◆ **WRITTEN PROBLEM**
Please pull out every line in the material below that contains the word "hair". Case counts.

◆ **EXERCISE MATERIAL**
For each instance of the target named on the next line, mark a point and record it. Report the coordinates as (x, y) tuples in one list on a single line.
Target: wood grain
--
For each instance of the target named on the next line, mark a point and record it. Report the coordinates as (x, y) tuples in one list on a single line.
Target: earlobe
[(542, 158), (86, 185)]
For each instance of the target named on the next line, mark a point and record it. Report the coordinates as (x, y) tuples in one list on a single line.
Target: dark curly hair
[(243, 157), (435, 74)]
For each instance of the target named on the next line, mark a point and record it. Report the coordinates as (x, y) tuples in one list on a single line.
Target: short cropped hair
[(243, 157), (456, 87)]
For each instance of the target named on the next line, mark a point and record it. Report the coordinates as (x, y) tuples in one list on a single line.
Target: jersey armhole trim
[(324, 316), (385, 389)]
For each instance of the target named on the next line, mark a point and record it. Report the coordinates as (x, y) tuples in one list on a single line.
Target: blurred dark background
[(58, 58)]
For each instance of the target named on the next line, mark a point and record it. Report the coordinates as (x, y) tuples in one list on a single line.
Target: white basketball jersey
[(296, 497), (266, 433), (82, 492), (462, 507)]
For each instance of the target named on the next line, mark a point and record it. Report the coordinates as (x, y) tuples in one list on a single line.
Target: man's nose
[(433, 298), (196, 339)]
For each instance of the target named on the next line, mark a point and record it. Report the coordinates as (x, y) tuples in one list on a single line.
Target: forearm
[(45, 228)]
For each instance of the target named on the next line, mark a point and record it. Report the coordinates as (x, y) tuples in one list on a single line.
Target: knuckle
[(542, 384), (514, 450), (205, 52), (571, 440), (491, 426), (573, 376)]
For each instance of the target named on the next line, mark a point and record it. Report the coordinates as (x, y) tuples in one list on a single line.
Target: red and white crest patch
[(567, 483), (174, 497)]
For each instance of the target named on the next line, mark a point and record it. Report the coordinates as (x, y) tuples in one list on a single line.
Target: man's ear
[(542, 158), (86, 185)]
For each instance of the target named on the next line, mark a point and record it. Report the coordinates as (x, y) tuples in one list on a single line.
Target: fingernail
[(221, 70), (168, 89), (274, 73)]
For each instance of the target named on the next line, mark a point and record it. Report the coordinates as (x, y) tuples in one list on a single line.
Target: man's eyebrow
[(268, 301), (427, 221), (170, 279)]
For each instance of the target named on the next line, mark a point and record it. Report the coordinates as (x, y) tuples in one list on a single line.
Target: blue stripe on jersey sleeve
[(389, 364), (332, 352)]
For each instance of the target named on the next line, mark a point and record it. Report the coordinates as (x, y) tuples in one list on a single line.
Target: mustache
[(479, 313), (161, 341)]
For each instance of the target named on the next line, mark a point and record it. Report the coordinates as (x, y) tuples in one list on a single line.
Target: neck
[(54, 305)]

◆ **EXERCISE RESPONSE**
Target: dark curly hair
Target: short cropped hair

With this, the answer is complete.